▶ **Goal**:
Write out the listing below in full and exactly, leaving out every picture.

▶ **Material for this exercise**:
= = = = =

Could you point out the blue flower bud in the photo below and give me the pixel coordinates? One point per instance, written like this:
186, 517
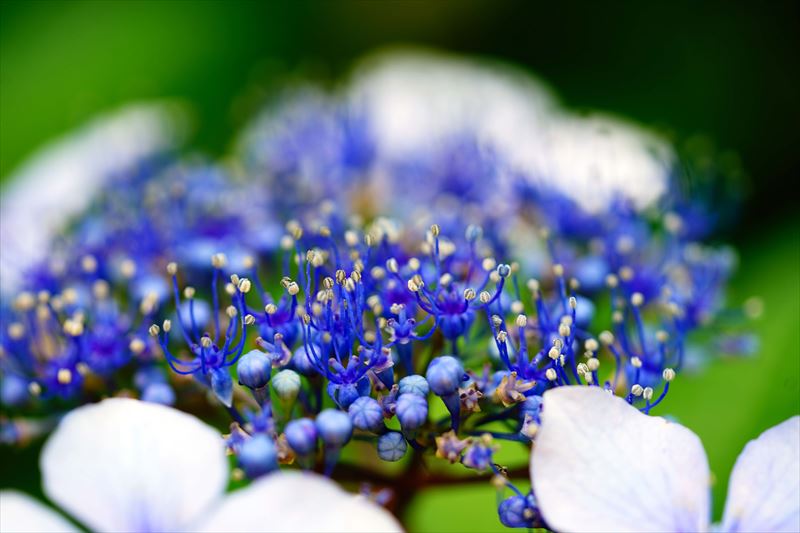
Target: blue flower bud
392, 446
444, 375
301, 434
518, 511
366, 414
13, 390
334, 427
531, 406
254, 369
414, 384
159, 393
412, 411
302, 361
222, 385
258, 456
286, 385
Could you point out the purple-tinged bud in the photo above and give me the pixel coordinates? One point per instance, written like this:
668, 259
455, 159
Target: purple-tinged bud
412, 411
366, 414
414, 384
392, 446
444, 375
258, 456
222, 385
519, 511
254, 369
334, 427
301, 434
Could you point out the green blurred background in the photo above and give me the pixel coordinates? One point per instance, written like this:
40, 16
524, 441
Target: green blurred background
720, 69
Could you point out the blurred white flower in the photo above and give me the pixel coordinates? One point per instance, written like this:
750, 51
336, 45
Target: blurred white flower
126, 465
416, 100
61, 179
598, 464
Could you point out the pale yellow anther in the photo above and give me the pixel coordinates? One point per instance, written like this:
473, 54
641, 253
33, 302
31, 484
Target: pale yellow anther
245, 285
287, 243
64, 376
88, 264
136, 346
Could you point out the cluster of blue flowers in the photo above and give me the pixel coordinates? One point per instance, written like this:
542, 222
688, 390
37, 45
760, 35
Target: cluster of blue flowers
304, 295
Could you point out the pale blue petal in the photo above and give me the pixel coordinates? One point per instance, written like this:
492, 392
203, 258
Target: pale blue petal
598, 464
764, 490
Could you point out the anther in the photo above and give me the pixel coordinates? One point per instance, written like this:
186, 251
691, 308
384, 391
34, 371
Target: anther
136, 346
218, 260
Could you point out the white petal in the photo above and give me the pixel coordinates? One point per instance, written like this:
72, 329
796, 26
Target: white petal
764, 490
126, 465
22, 514
599, 464
298, 501
62, 178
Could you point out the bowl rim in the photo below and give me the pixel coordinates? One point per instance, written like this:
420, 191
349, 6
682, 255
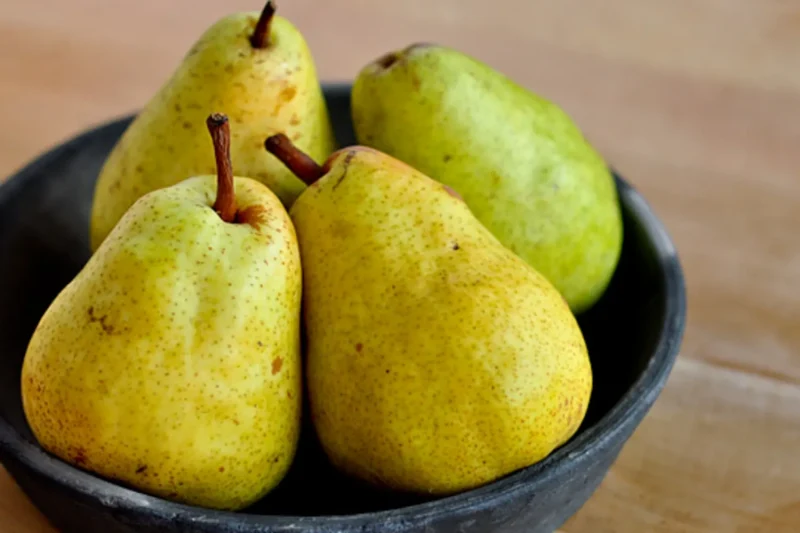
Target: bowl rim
635, 403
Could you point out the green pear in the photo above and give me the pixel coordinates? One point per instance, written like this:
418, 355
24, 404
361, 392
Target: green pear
171, 362
261, 72
437, 360
521, 164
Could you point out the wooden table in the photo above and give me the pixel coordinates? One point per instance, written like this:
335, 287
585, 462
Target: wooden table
697, 102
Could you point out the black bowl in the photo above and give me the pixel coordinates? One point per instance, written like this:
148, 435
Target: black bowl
633, 334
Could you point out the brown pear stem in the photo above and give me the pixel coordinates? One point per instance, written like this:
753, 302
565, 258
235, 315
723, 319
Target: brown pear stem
225, 204
260, 37
295, 159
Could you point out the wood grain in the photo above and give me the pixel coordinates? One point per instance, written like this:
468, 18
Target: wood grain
697, 102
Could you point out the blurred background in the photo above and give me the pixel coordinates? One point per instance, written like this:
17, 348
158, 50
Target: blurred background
695, 102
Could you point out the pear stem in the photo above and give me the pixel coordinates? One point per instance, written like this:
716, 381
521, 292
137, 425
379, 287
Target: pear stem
260, 37
225, 204
295, 159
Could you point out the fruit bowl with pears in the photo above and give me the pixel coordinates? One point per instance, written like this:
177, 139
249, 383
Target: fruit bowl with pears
418, 303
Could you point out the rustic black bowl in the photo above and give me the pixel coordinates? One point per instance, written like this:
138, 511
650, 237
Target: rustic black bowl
633, 334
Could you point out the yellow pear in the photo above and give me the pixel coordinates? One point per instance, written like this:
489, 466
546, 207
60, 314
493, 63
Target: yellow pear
438, 360
171, 362
260, 70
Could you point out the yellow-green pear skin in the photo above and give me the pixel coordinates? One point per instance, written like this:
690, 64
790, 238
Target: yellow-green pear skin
437, 359
519, 161
171, 362
263, 91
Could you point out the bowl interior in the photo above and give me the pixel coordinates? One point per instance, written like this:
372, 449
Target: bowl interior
44, 243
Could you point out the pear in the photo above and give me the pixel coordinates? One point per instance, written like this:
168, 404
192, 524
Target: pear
437, 359
521, 164
260, 70
171, 362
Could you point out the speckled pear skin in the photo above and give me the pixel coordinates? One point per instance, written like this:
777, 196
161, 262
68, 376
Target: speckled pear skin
437, 359
263, 91
171, 362
519, 161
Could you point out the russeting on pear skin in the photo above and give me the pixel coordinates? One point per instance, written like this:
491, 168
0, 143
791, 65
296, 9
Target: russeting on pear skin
437, 360
261, 71
171, 363
520, 162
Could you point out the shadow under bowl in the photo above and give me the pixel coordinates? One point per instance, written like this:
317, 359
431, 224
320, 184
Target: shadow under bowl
633, 333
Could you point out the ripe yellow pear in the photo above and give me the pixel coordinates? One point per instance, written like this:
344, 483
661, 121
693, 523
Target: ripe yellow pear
260, 70
522, 165
438, 360
171, 362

= = = = =

▶ **Response for this exercise**:
Could you point out the blue flower bud in the photo below and give me the pixel coordinates? One point per instance, written like this:
186, 517
Target: blue flower bud
392, 446
444, 375
301, 434
518, 511
366, 414
13, 390
334, 427
531, 406
254, 369
414, 384
159, 393
412, 411
302, 361
222, 385
258, 456
286, 385
Could you point out the purple-tinged bud in the photo above and give me the pixel coordinates? One point per instance, written like this:
668, 259
455, 159
Target: purple-tinged bud
412, 411
366, 414
414, 384
392, 446
444, 375
258, 456
222, 385
519, 511
254, 369
334, 427
301, 434
Could you point out the green blurred background in the photo above and give me the pixel coordinates? One point per instance, written like this:
40, 16
524, 441
Target: green blurred background
720, 69
Could you point out the blurred white flower in the photo above and give me the pixel coordinates? One point per instance, written like this:
750, 51
336, 45
Target: blurred white flower
126, 465
416, 100
61, 179
598, 464
Could you point out the pale yellow anther in the photo above and give me the pixel coordinates? One point per instance, written like this:
473, 54
641, 253
33, 302
31, 484
Target: pale yellow anther
245, 285
287, 243
64, 376
88, 264
136, 346
Could you point out the cluster of blue flowers in the photo above and give me the pixel coordinates? One point per instance, written like this:
542, 222
688, 390
37, 45
760, 35
Target: cluster of blue flowers
304, 295
Could you point out the pale blue petal in the photo above and give me the pixel coordinates? One point per instance, written like this:
492, 392
203, 258
Target: pale blue petal
598, 464
764, 490
Could you point out the anther in the photo above and give me the pixel coordinates? One point per instance, written like this:
186, 251
691, 308
384, 391
34, 371
Target: anther
136, 346
218, 260
Could you point out the white petal in the photo above and give me the pixel coordinates? One point per instance, written like this:
72, 329
796, 26
Target: white petal
764, 490
126, 465
22, 514
599, 464
298, 501
62, 178
Could you point out the bowl rim in the photo below and give me the pixel coordinates? One point per instance, written like this:
420, 191
349, 6
682, 255
Target: bowl rim
635, 403
Could you point out the green pear in the photo above and give me the pixel coordinates? One point per instance, written like this:
418, 355
24, 404
361, 392
Target: green pear
171, 362
261, 72
437, 360
521, 164
Could you point out the wooden table in the photo above and give me the pixel coordinates? One point per instance, written like this:
335, 287
585, 462
Target: wooden table
697, 102
Could you point out the black bowl in the photo above and give me the pixel coordinates? One point per instance, written like this:
148, 435
Target: black bowl
633, 334
Could you point out the brown pear stem in the photo above and give me the pixel coordinates? One point per instance, written like this:
753, 302
565, 258
235, 315
723, 319
Target: brown pear stem
225, 204
260, 37
295, 159
Could you point out the wood grain in the photo above and give me the pixel coordinates? One point per instance, written like this:
468, 18
Target: wood grain
697, 102
Could you point out the blurred background in the photo above and give me the pixel coordinates? One point per instance, written like this:
17, 348
158, 50
Target: blurred background
695, 102
Could you point out the pear stem in the photo above and give me the pixel coordinates? One point per instance, written like this:
716, 381
521, 292
137, 425
379, 287
Target: pear stem
260, 37
225, 204
295, 159
Could you point out the fruit bowl with pears in the photo above and give me the pixel coordinates? One point per instance, written like this:
177, 139
249, 383
Target: fruit bowl with pears
418, 303
Could you point out the rustic black bowl in the photo above and give me the pixel coordinates? One point per instance, written like this:
138, 511
650, 237
Target: rustic black bowl
633, 334
Could you point out the yellow pear in the photo above and give me the pixel coordinates? One point per instance, written like this:
489, 466
546, 207
60, 314
493, 63
Target: yellow pear
438, 360
171, 362
260, 70
Could you point out the yellow-green pear skin in the photo above and give me the pixel coordinates? One point per instance, written like this:
690, 64
790, 238
Target: yellow-green pear skin
437, 359
519, 161
171, 362
263, 91
Could you point out the bowl interior in the photo above and give me the pixel coordinates? One point per instance, written like this:
372, 449
Target: bowl interior
44, 243
Could you point out the pear in the photo above and give me the pixel coordinates? One point per instance, written like this:
168, 404
192, 524
Target: pear
437, 359
521, 164
260, 70
171, 362
Could you point out the speckled pear skin in the photo above and give me the pixel coordinates? One point per instance, written like this:
777, 196
161, 262
68, 376
Target: speckled pear skin
437, 359
263, 91
171, 362
519, 161
Could you point out the russeting on pear skin in the photo above and give me the pixel coordinates? One point per instance, written like this:
491, 168
0, 143
791, 65
296, 9
Target: russeting on pear skin
437, 360
261, 71
171, 363
520, 162
Could you point out the shadow under bowl in the photo above and give me the pixel coordinates? One point per instance, written like this:
317, 359
431, 224
320, 184
Target: shadow under bowl
633, 333
Could you point out the ripe yellow pear in the photo above and give me the pixel coordinates? One point per instance, written like this:
344, 483
661, 121
693, 523
Target: ripe yellow pear
260, 70
522, 165
438, 360
171, 362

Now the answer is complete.